ESERCIZI DA SVOLGERE.
**1.** Nel testo sulla nuova emigrazione giovanile, quanti giovani si stima che lascino l'Italia ogni anno?
**2.** Nelle frasi che cominciano con «Si è parlato di» e «Si è discusso di», il testo sulla nuova emigrazione giovanile nomina gli argomenti trattati al seminario di Basilea. Elencali tutti.

TESTO PROPOSTO.
****************

MOBILITA' O VERA EMIGRAZIONE?

C’è oggi un modo nuovo di migrare, che interessa soprattutto un’ampia fascia giovanile e che pone problemi inediti di integrazione e di cura pastorale. Alla base, un sistema politico ed economico italiano in netto ritardo.
Riportiamo un articolo interessante di Elio Dalla Zuanna pubblicato su SETTIMANA delle Edizione Dehoniane
Un numero assai elevato di giovani abbandona l’Italia. Non ci sono statistiche ufficiali, ma si stima che siano circa 60.000 i giovani che ogni anno lasciano il nostro paese. Se n’è parlato a Basilea, città crocevia di antiche e nuove migrazioni, nell’ambito di un seminario promosso dalle Acli Europa,
l’8 febbraio scorso, ponendo il quesito: mobilità o emigrazione? E ciò in riferimento all’entità e alla tipologia del nuovo fenomeno migratorio che interessa la società italiana. C’è, infatti, chi parla di “cervelli in fuga” e chi di nuovi migranti a caccia di futuro... Il tema è stato approfondito dall’intervento di relatori autorevoli con numerose testimonianze di giovani italiani provenienti sia dalla  Confederazione elvetica sia da altri paesi UE, alcuni con una emigrazione di successo, altri tuttora in cerca di sistemazione. Si è parlato di questo nuovo flusso migratorio italiano verso l’Europa e delle ricadute economiche e sociali che esso comporta. Si è discusso di politiche e di prospettive dell’UE e del ruolo dell’associazionismo e della società civile europea.

****************

ESTRATTI DI DATI.
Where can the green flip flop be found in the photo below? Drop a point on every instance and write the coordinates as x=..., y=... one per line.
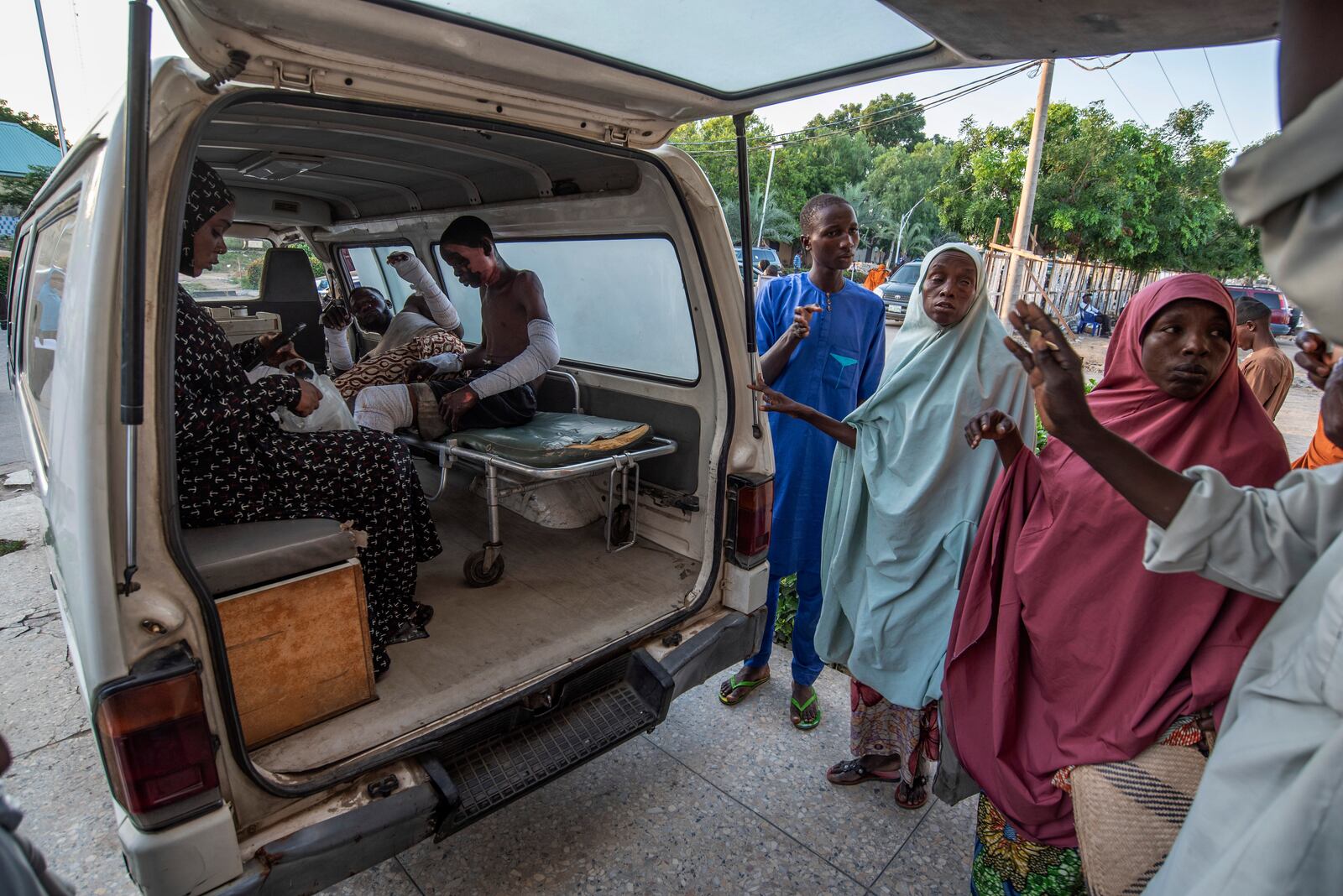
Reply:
x=734, y=685
x=802, y=725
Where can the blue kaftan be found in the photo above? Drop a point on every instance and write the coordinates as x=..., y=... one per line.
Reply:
x=834, y=371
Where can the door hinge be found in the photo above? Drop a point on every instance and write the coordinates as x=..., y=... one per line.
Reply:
x=293, y=76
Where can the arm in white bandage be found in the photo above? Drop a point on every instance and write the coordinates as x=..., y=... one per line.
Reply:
x=337, y=349
x=447, y=362
x=411, y=270
x=541, y=353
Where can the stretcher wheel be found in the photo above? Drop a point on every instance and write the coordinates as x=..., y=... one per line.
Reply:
x=621, y=524
x=476, y=573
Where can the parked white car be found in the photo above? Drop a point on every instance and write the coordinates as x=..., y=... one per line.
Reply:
x=360, y=128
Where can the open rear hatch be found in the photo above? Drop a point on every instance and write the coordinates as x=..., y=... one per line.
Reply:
x=630, y=73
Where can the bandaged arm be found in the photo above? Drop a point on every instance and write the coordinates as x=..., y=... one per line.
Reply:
x=411, y=270
x=337, y=349
x=541, y=354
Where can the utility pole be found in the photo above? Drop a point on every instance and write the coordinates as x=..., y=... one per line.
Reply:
x=51, y=76
x=1027, y=208
x=765, y=204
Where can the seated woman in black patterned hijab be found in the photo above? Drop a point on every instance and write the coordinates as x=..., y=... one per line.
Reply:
x=237, y=466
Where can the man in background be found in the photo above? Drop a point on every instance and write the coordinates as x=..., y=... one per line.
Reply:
x=1267, y=369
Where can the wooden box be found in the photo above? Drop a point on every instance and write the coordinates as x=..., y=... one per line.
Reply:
x=299, y=651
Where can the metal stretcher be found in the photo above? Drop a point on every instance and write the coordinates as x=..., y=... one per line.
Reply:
x=510, y=470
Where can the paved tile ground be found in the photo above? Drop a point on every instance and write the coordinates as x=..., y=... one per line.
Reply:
x=713, y=801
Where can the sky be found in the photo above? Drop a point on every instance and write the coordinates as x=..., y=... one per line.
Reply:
x=89, y=36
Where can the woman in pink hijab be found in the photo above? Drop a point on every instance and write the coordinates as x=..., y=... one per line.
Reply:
x=1064, y=649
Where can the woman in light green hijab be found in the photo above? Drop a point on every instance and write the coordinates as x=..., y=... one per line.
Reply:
x=904, y=502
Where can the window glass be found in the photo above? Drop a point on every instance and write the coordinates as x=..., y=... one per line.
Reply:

****************

SOLUZIONI DEGLI ESERCIZI.
**1.** Circa 60.000.

**2.**
- il nuovo flusso migratorio italiano verso l'Europa
- le ricadute economiche e sociali che esso comporta
- le politiche e le prospettive dell'UE
- il ruolo dell'associazionismo e della società civile europea